Given exercise =>
Copy the records below from the line with "Target: dog's front paw" through the end of the records, both included, keeping every line and its request. Scale each coordinate in the answers by 2.3 and round to a whole number, with halves rounding up.

####

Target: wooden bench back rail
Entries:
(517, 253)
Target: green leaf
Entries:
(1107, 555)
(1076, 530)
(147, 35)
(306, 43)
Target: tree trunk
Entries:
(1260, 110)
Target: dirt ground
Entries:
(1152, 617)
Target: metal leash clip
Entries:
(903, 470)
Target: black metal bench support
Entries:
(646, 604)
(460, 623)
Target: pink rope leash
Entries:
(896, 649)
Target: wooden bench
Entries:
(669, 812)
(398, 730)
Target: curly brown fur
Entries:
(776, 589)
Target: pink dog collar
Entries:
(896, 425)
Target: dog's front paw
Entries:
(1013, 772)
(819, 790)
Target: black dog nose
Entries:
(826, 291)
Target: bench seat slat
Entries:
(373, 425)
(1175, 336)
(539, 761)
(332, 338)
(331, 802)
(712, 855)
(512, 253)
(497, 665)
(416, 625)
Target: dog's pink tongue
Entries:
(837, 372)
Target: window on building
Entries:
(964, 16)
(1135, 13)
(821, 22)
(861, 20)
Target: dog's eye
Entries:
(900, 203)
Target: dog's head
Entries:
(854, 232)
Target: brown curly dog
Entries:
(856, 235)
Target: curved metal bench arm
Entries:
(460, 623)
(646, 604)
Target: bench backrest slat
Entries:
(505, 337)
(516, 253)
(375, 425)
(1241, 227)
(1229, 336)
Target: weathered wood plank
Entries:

####

Problem solution =>
Target: dog's front paw
Entries:
(2330, 1776)
(1884, 1817)
Target: black dog nose
Entries:
(1900, 669)
Target: bench seat slat
Entries:
(858, 978)
(2703, 773)
(1240, 1750)
(764, 777)
(761, 1845)
(1638, 1967)
(1178, 582)
(1143, 1530)
(957, 1438)
Target: dog's pink tongue
Entries:
(1925, 856)
Target: window on building
Entries:
(2217, 37)
(2611, 30)
(1888, 51)
(1980, 46)
Target: dog's eye
Entries:
(2070, 467)
Target: dog's head
Entries:
(1964, 534)
Target: brown curly dog
Entries:
(1969, 541)
Target: curved metal bench arm
Entries:
(1058, 1433)
(1486, 1389)
Target: bench backrest slat
Entries:
(1162, 775)
(1187, 582)
(863, 978)
(2854, 522)
(2827, 773)
Target: weathered wood plank
Entries:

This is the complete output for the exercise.